:: Work to complete ::
**a.** From the Bodo jobs page, print the passage that begins at the words "Here are the" and stops after "will be different.".
**b.** Collect every line of the rows that contains the string "sandy", matching its case exactly.

═══ Source text ═══

Running Jobs¶

Supported on AWS · Supported on Azure ·

Bodo supports Python and SQL jobs. Jobs are useful for running data processing tasks, such as ETL, ELT, data preparation, and data analysis. Bodo Cloud Platform allows users to create Job Template and then submit Job Runs for execution.

Sidebar-Jobs

Job Template¶

Job templates are stored objects which can be used to run your data processing and analysis applications in a Bodo Platform workspace. You need to have an available workspace before creating a job templates.

Job-Template-Form

Job Template Form Fields¶

Here are the fields you need to provide when creating a job template.

1) Basic: ¶

Name: The job template name.
Type: We currently support three types of sources: WORKSPACE, GIT, URL and S3.

Note

The job template name must be unique within the workspace. Each job template is assigned a unique id (UUID). If a job template is deleted from the workspace, the name can be reused. However, the UUID of the new job template will be different.

2) Source: ¶

Type : The type of the job. Currently, we support three types of jobs: Python(PYTHON) SQL(SQL), Notebook(IPYNB).
File Name : The relative path from the job source to the .py, .sql and ipynb file that contains the job script.

═══ Data shown ═══

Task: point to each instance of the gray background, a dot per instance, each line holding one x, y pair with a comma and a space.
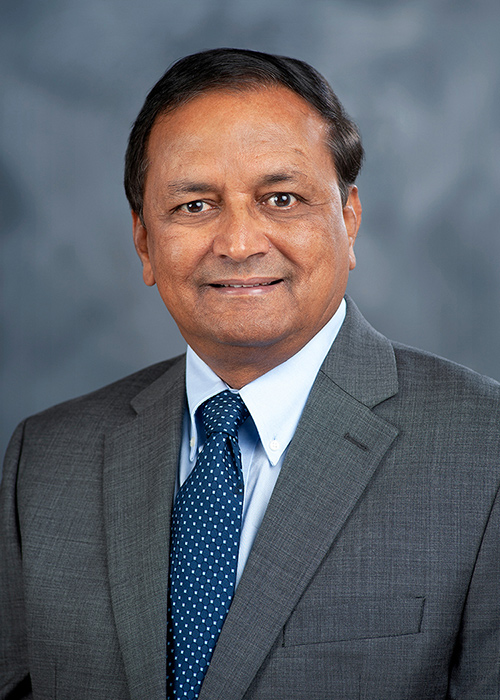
421, 77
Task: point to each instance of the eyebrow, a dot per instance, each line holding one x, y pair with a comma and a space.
182, 187
282, 176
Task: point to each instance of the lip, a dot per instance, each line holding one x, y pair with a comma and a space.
251, 285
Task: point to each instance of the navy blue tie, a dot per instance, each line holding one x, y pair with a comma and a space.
205, 534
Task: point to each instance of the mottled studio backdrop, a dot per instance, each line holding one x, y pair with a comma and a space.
421, 77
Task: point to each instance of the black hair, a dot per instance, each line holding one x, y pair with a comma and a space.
241, 69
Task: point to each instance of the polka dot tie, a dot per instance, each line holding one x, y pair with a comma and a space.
205, 534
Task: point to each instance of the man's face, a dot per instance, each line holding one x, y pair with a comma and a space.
245, 234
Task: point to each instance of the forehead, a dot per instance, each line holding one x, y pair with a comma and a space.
244, 129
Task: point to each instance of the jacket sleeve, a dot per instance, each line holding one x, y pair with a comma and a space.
15, 682
475, 671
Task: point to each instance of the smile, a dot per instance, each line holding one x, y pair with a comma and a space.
241, 285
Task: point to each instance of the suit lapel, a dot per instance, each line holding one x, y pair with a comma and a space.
140, 469
337, 447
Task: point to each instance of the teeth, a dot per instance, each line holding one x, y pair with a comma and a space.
237, 286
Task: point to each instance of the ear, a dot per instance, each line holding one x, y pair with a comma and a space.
141, 243
352, 220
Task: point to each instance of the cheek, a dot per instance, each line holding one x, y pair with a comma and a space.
175, 256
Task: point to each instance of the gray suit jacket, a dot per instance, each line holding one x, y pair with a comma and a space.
375, 574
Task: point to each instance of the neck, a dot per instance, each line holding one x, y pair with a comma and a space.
242, 367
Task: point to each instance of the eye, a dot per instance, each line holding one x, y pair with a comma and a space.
197, 206
282, 200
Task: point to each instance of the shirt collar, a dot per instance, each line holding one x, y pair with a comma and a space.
276, 399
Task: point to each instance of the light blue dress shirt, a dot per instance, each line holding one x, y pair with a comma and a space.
275, 402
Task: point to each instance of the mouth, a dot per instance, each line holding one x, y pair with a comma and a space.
248, 284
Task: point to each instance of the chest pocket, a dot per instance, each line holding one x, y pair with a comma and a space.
350, 617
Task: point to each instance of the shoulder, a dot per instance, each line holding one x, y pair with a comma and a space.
420, 371
108, 406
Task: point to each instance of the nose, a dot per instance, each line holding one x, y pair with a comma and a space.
240, 234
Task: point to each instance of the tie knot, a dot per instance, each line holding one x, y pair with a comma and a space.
223, 413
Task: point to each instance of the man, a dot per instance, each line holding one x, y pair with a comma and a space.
363, 558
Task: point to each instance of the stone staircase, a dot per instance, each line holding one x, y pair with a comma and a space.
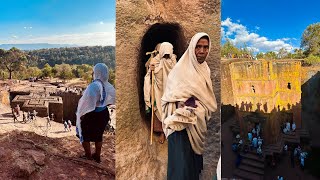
235, 127
289, 138
251, 167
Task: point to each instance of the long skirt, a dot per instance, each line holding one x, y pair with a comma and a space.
183, 163
93, 125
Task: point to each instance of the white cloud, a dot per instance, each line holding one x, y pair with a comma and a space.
82, 39
239, 35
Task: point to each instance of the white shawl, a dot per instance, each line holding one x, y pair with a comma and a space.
92, 96
189, 78
162, 68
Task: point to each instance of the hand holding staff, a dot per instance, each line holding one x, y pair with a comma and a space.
152, 105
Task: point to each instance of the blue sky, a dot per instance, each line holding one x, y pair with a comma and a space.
81, 22
267, 25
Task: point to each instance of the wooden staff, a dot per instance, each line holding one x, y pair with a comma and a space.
152, 105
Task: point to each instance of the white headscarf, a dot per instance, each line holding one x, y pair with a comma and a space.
93, 96
189, 78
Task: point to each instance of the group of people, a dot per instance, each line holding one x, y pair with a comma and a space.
180, 92
288, 127
254, 141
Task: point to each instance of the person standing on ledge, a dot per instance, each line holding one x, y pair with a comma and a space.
187, 104
92, 113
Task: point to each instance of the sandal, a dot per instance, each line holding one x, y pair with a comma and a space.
96, 158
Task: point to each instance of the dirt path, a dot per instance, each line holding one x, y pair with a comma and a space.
34, 151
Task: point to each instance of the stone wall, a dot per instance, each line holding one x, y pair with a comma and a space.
271, 88
4, 97
136, 159
70, 104
44, 105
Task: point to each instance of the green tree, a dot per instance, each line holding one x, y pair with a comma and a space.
64, 71
282, 53
310, 40
260, 55
34, 71
298, 54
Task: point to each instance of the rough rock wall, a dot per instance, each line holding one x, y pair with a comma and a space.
135, 158
4, 97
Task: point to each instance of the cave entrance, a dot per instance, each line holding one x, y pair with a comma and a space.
157, 33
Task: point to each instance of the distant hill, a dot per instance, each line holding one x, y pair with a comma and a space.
74, 55
35, 46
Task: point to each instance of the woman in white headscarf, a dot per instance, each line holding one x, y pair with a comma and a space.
92, 113
161, 65
187, 104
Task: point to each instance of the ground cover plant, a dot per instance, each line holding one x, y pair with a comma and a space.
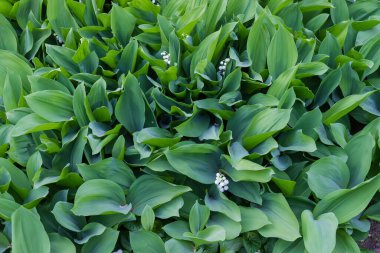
189, 125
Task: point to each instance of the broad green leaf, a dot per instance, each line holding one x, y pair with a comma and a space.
340, 11
199, 215
63, 57
296, 141
282, 52
13, 63
283, 222
105, 242
246, 170
323, 229
210, 234
100, 197
265, 124
345, 243
66, 218
111, 169
34, 123
39, 83
130, 108
60, 17
204, 51
28, 233
281, 84
60, 244
20, 182
344, 106
234, 228
7, 208
359, 159
147, 218
258, 41
174, 245
197, 161
157, 137
81, 106
327, 86
12, 93
327, 175
152, 191
146, 242
217, 202
348, 203
122, 24
52, 105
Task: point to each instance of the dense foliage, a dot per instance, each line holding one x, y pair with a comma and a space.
188, 125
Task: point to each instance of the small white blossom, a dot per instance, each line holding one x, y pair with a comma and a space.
221, 182
223, 66
166, 57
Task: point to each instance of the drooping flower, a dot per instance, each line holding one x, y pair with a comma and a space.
221, 182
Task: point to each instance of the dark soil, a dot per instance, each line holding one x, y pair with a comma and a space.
373, 240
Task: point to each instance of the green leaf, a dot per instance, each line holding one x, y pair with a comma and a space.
122, 24
15, 64
28, 233
296, 141
258, 41
319, 230
174, 245
39, 83
59, 16
265, 124
198, 218
234, 228
111, 169
12, 92
100, 197
152, 191
157, 137
348, 203
327, 175
197, 161
283, 222
209, 235
281, 84
146, 242
63, 57
359, 159
327, 86
246, 170
205, 50
282, 52
7, 208
60, 244
66, 218
102, 243
52, 105
252, 219
130, 108
34, 123
344, 106
345, 243
147, 218
340, 11
217, 202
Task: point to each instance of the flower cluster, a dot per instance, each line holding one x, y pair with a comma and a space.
223, 66
166, 57
58, 38
222, 182
155, 2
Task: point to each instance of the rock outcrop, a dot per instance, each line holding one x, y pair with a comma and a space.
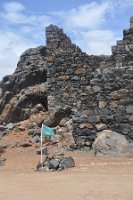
97, 89
24, 92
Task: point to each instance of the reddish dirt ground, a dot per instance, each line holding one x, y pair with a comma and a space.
92, 179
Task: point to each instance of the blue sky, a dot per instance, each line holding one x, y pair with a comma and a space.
94, 25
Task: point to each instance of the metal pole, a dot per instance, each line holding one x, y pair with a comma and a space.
41, 146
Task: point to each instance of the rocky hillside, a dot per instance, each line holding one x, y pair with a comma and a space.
94, 92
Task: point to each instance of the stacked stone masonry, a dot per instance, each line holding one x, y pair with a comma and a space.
99, 89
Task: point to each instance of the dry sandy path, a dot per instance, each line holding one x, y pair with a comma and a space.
92, 178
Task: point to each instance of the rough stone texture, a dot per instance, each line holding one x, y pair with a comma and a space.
111, 143
97, 89
2, 161
24, 92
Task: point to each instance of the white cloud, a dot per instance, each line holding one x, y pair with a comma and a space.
97, 41
89, 16
20, 31
12, 45
86, 24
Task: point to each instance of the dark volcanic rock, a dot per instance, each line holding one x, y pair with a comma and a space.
96, 89
24, 92
2, 161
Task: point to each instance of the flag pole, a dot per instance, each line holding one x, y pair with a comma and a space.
41, 146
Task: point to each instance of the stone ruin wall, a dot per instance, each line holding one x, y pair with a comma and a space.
99, 89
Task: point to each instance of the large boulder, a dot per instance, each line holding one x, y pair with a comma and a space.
24, 92
111, 143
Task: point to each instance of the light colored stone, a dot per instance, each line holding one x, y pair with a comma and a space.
89, 126
80, 70
96, 88
101, 126
129, 109
111, 143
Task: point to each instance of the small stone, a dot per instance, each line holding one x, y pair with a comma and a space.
96, 88
10, 126
80, 70
89, 126
67, 162
3, 128
53, 164
129, 109
35, 139
102, 104
2, 161
101, 126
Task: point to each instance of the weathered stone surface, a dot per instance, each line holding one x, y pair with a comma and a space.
96, 89
23, 90
111, 143
67, 162
2, 161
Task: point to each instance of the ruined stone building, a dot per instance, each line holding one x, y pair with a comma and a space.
97, 89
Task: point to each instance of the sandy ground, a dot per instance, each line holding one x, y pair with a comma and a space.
92, 178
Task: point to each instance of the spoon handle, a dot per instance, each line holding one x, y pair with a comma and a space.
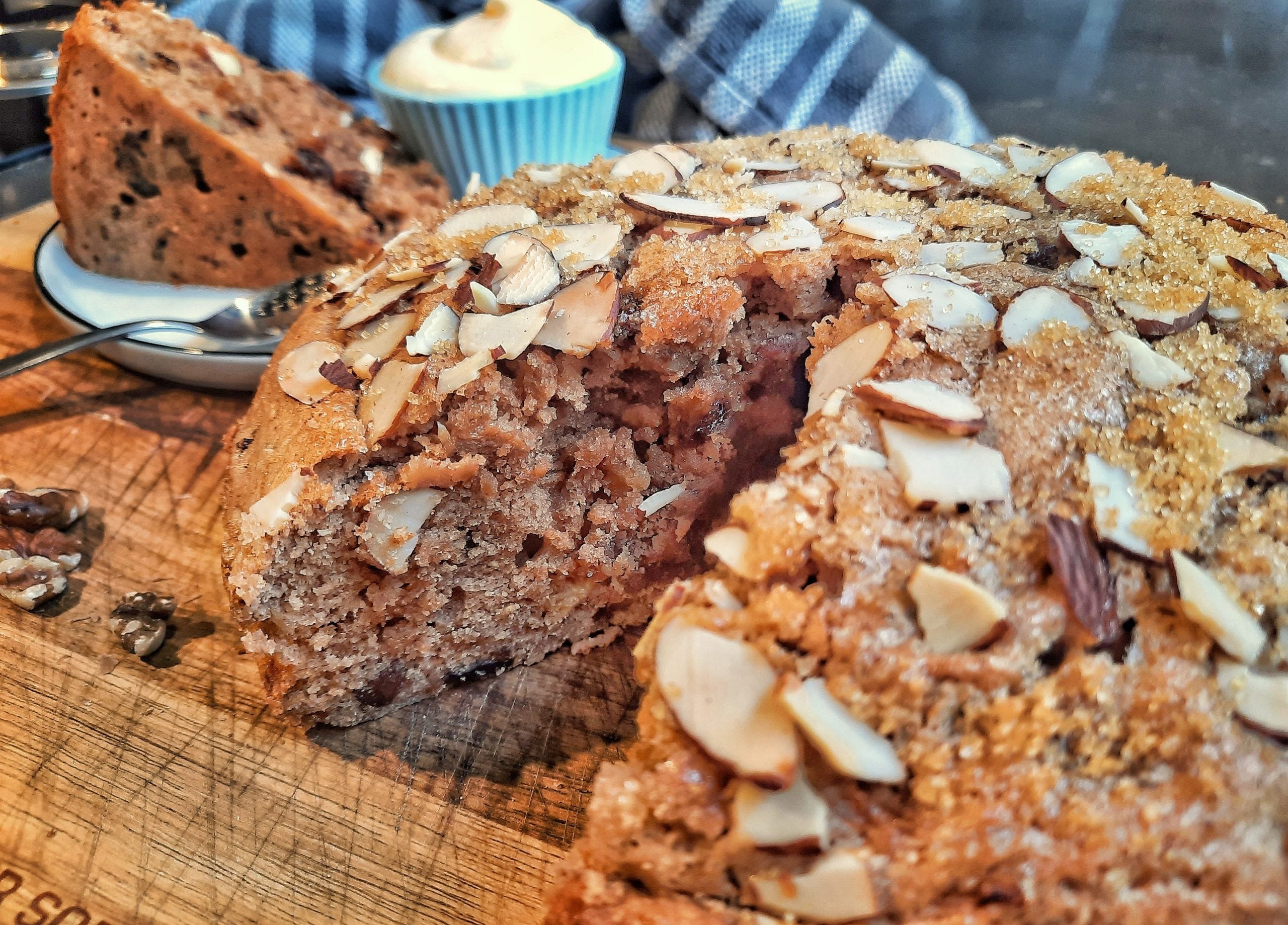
39, 355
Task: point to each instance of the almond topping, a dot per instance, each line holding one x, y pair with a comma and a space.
299, 371
1082, 571
1247, 454
956, 614
942, 472
721, 694
849, 363
1260, 700
919, 401
849, 745
464, 373
512, 333
789, 820
1151, 370
583, 316
387, 395
392, 529
1034, 308
1211, 606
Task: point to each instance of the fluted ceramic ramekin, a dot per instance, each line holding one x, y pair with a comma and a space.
494, 136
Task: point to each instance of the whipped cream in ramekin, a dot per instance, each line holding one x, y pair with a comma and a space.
511, 48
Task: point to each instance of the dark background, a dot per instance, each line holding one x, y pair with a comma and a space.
1201, 86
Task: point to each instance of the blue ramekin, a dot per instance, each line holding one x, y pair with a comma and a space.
493, 136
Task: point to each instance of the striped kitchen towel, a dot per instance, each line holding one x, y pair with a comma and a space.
696, 69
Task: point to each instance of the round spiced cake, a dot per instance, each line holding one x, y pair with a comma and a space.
999, 638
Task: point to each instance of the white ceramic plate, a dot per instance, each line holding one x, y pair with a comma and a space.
83, 301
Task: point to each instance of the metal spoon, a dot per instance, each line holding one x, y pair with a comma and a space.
250, 325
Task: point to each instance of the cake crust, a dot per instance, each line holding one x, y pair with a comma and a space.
1005, 623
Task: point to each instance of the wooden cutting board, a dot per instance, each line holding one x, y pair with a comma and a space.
165, 790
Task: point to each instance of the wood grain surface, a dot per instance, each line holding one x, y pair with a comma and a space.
164, 790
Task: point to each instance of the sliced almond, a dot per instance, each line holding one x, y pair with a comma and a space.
484, 299
387, 395
861, 458
787, 820
583, 316
850, 746
1160, 324
227, 62
939, 471
1033, 308
1108, 245
772, 165
876, 227
696, 210
951, 304
1260, 700
485, 218
526, 274
684, 163
1027, 160
661, 173
375, 304
920, 401
1211, 606
1113, 495
849, 363
584, 246
730, 545
806, 198
660, 499
464, 373
376, 341
795, 233
1149, 369
1280, 263
511, 333
440, 329
914, 183
957, 254
721, 692
299, 375
393, 524
1072, 171
1232, 266
1247, 454
1082, 571
836, 889
272, 512
892, 163
958, 163
1232, 196
956, 614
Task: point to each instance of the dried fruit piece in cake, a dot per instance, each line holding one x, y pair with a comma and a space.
1063, 627
180, 159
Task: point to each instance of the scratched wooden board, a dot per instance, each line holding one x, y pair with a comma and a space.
165, 790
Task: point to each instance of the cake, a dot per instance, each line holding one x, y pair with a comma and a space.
178, 159
487, 445
1004, 639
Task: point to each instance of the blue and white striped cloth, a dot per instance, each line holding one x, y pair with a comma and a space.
696, 69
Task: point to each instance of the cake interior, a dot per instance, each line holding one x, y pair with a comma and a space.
541, 540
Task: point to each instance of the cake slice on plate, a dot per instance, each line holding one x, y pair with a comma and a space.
181, 160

═══

:: Answers for the exercise ::
**a.**
Here are the fields you need to provide when creating a job template.

1) Basic: ¶

Name: The job template name.
Type: We currently support three types of sources: WORKSPACE, GIT, URL and S3.

Note

The job template name must be unique within the workspace. Each job template is assigned a unique id (UUID). If a job template is deleted from the workspace, the name can be reused. However, the UUID of the new job template will be different.

**b.**
Task: point to each instance of the dry sandy path, a dot per instance, each line holding one x, y pair with a comma and a space.
Task: point to each instance of the sandy ground, a dot per instance, each line holding one x, y pair with a comma and a space.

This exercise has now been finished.